Short exercise A: In the pg_basebackup post, according to the quoted code comment, when is minRecoveryPoint updated to the latest replayed LSN?
Short exercise B: Translate this sentence from the pg_basebackup post into Spanish: "If we've already flushed data changes from WAL record X to disk, we mustn't start up until we reach X again."
Short exercise C: Retype the part of the pg_basebackup post between "On Wed, Jul" and "reach X again.", inclusive.

Selection:
- - - - -

Re: [BUG] pg_basebackup from disconnected standby fails

From: Amit Kapila <amit(dot)kapila16(at)gmail(dot)com>
To: Michael Paquier <michael(dot)paquier(at)gmail(dot)com>
Cc: Kyotaro HORIGUCHI <horiguchi(dot)kyotaro(at)lab(dot)ntt(dot)co(dot)jp>, PostgreSQL mailing lists <pgsql-hackers(at)postgresql(dot)org>
Subject: Re: [BUG] pg_basebackup from disconnected standby fails
Date: 2016-07-16 12:20:58
Message-ID: CAA4eK1+6aUv7OkhOJ2oEdSkBsWW8zj44Z__vzvu28a+0e6V8WQ@mail.gmail.com
Views: Raw Message | Whole Thread | Download mbox | Resend email
Thread:
Lists: pgsql-hackers

On Wed, Jul 13, 2016 at 8:56 AM, Michael Paquier
<michael(dot)paquier(at)gmail(dot)com> wrote:
> On Tue, Jul 12, 2016 at 12:22 PM, Amit Kapila <amit(dot)kapila16(at)gmail(dot)com> wrote:
>> I think updating minRecoveryPoint unconditionally can change it's
>> purpose in some cases. Refer below comments in code:
>>
>> * minRecoveryPoint is updated to the latest replayed LSN whenever we
>> * flush a data change during archive recovery. That guards against
>> * starting archive recovery, aborting it, and restarting with an earlier
>> * stop location. If we've already flushed data changes from WAL record X
>> * to disk, we mustn't start up until we reach X again.
>>
>> Now, as per above rule, the value of minRecoveryPoint can be much
>> smaller than XLogCtl->replayEndRecPtr. I think this can change the
>> rules when we can allow read-only connections.
>
> That would delay the moment read-only connections in hot standby are
> allowed in the case where a server is stopped with "immediate", then
> restarted with a different target if no data has been flushed when
> replaying.

- - - - -

Data extract:

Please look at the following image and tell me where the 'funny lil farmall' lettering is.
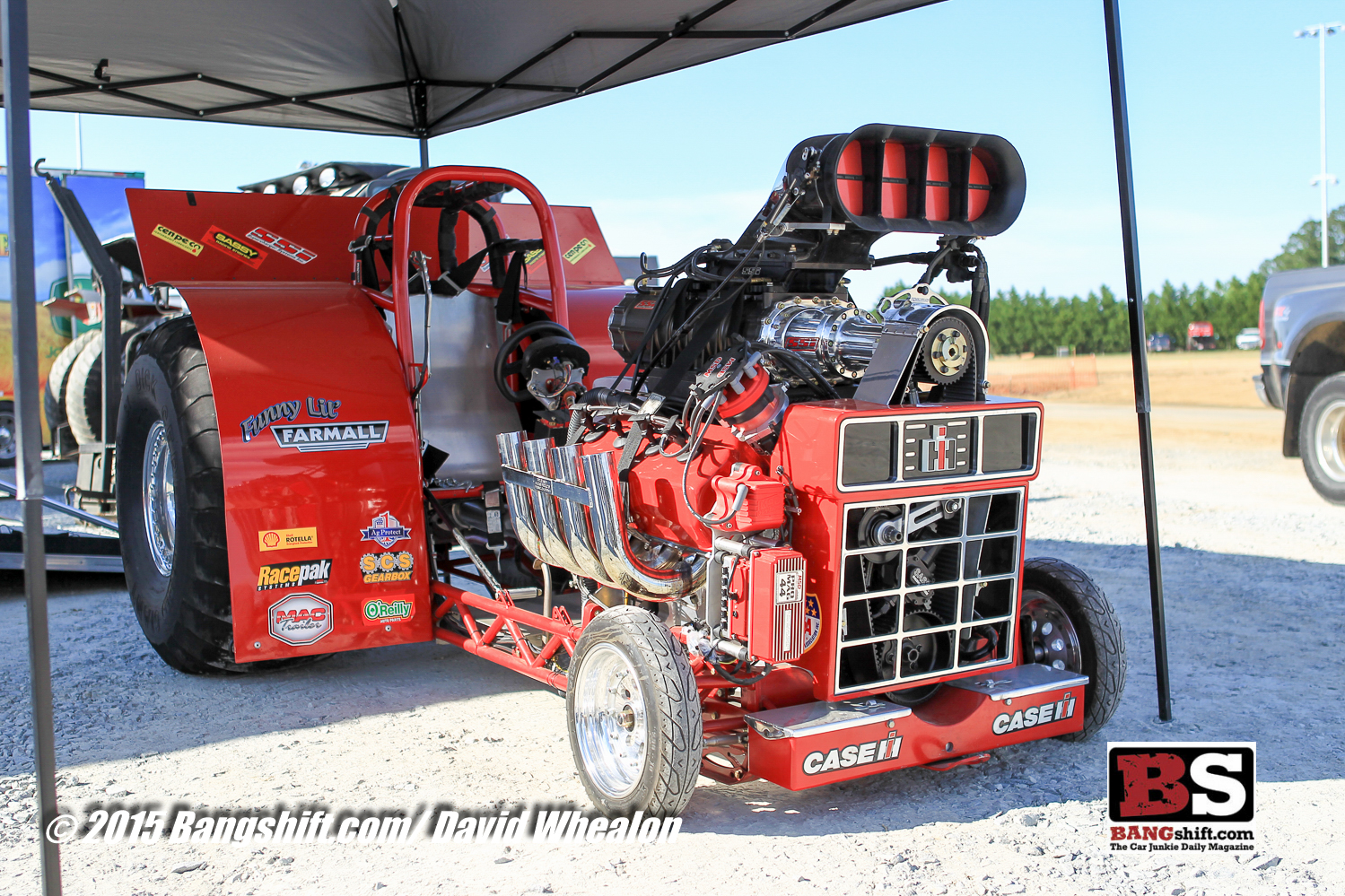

- - - - -

Exercise answer A: Whenever a data change is flushed during archive recovery.

Exercise answer B: Si ya hemos volcado a disco los cambios de datos del registro WAL X, no debemos arrancar hasta volver a alcanzar X.

Exercise answer C:
On Wed, Jul 13, 2016 at 8:56 AM, Michael Paquier
<michael(dot)paquier(at)gmail(dot)com> wrote:
> On Tue, Jul 12, 2016 at 12:22 PM, Amit Kapila <amit(dot)kapila16(at)gmail(dot)com> wrote:
>> I think updating minRecoveryPoint unconditionally can change it's
>> purpose in some cases. Refer below comments in code:
>>
>> * minRecoveryPoint is updated to the latest replayed LSN whenever we
>> * flush a data change during archive recovery. That guards against
>> * starting archive recovery, aborting it, and restarting with an earlier
>> * stop location. If we've already flushed data changes from WAL record X
>> * to disk, we mustn't start up until we reach X again.